Data listing ::

====================

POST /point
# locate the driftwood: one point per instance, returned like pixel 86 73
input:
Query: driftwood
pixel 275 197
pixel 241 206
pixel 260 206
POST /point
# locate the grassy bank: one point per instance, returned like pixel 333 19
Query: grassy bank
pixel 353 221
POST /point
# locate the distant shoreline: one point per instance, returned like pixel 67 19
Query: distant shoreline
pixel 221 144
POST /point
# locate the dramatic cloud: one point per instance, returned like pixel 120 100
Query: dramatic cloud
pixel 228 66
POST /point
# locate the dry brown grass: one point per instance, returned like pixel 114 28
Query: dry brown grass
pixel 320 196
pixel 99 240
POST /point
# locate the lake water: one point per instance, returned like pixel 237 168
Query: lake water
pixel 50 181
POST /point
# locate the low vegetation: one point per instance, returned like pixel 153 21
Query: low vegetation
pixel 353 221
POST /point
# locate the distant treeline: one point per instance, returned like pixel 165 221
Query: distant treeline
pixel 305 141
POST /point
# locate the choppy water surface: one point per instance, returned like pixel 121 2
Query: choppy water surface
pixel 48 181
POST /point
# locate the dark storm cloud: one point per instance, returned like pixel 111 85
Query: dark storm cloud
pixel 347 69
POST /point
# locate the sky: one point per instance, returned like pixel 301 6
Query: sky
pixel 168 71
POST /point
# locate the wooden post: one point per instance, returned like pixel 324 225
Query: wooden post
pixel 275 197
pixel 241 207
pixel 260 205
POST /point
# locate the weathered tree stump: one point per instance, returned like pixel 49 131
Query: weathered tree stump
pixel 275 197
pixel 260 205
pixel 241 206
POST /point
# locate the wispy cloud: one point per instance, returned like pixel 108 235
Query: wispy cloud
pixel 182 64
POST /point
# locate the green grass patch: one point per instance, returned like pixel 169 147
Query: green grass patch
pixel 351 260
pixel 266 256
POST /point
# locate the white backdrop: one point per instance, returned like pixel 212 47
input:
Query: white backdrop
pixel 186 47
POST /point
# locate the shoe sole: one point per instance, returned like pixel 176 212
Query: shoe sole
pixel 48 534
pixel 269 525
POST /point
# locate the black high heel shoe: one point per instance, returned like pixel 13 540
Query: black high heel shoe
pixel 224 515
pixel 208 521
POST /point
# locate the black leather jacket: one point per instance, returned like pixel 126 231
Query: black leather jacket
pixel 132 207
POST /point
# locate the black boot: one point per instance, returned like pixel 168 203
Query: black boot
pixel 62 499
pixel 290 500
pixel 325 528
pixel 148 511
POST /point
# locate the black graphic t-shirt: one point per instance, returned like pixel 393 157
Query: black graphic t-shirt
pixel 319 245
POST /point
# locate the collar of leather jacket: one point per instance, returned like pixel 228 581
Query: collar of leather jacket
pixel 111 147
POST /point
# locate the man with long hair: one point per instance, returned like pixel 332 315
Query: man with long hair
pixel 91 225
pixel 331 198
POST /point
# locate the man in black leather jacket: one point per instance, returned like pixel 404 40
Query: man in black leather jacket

====================

EXERCISE TASK :: Repeat the records above in full, character for character.

SOLUTION TO THIS PROBLEM ::
POST /point
# locate the driftwood: one point per instance, returned like pixel 86 73
input:
Query: driftwood
pixel 275 197
pixel 241 206
pixel 260 206
POST /point
# locate the grassy bank: one point per instance, returned like pixel 333 19
Query: grassy bank
pixel 353 221
POST /point
# locate the distant shoreline: one point per instance, returned like pixel 67 19
Query: distant shoreline
pixel 221 144
POST /point
# locate the dramatic cloud: one point per instance, returned like pixel 120 100
Query: dramatic cloud
pixel 228 66
POST /point
# locate the dry brown grass: one point per instance, returned like pixel 114 28
Query: dry brown grass
pixel 320 196
pixel 99 240
POST /point
# locate the lake water: one point per instance, returned like pixel 237 168
Query: lake water
pixel 50 181
POST /point
# locate the low vegetation: one point per instance, returned like pixel 153 21
Query: low vegetation
pixel 353 221
POST /point
# locate the distant treeline: one point per instance, returned like pixel 165 221
Query: distant treeline
pixel 305 141
POST /point
# locate the choppy water surface: one point per instance, returned like pixel 121 2
Query: choppy water surface
pixel 48 181
POST /point
# locate the dark storm cloud: one point per instance, returned like pixel 111 85
Query: dark storm cloud
pixel 347 69
POST /point
# locate the sky: one point per instance, returned like pixel 301 6
Query: sky
pixel 168 71
POST /point
# locate the wooden post: one point per instance, returned like pixel 324 225
Query: wooden post
pixel 275 197
pixel 241 207
pixel 260 205
POST /point
# locate the weathered tree stump: one point per instance, returned like pixel 49 131
Query: weathered tree stump
pixel 275 197
pixel 260 205
pixel 241 206
POST /point
# locate the wispy cloud: one point per instance, returned like pixel 108 235
Query: wispy cloud
pixel 182 64
POST /point
# locate the green grass patch: one point per instance, returned like pixel 169 147
Query: green grass patch
pixel 351 260
pixel 266 256
POST /point
# locate the white backdrop: one point per instance, returned like pixel 212 47
input:
Query: white backdrop
pixel 186 47
POST /point
# locate the shoe sole: one point per instance, returned like pixel 176 212
Query: shoe sole
pixel 48 534
pixel 269 525
POST /point
# locate the black high heel shoe: one point per instance, returned like pixel 13 540
Query: black high heel shoe
pixel 224 515
pixel 208 521
POST /point
# locate the black leather jacket: one point per instance, returned like pixel 126 231
Query: black leather jacket
pixel 132 207
POST /point
# locate the black boot: one point per instance, returned like pixel 168 203
Query: black boot
pixel 62 499
pixel 290 500
pixel 325 528
pixel 148 511
POST /point
# locate the black graphic t-shirt: one point per instance, returned like pixel 393 157
Query: black graphic t-shirt
pixel 319 245
POST /point
# locate the collar of leather jacket: one point per instance, returned like pixel 228 581
Query: collar of leather jacket
pixel 111 147
POST /point
# locate the man with long hair: one point per instance, returned like pixel 332 315
Query: man with long hair
pixel 91 225
pixel 331 198
POST /point
# locate the man in black leather jacket: one point per instance, returned like pixel 404 40
Query: man in black leather jacket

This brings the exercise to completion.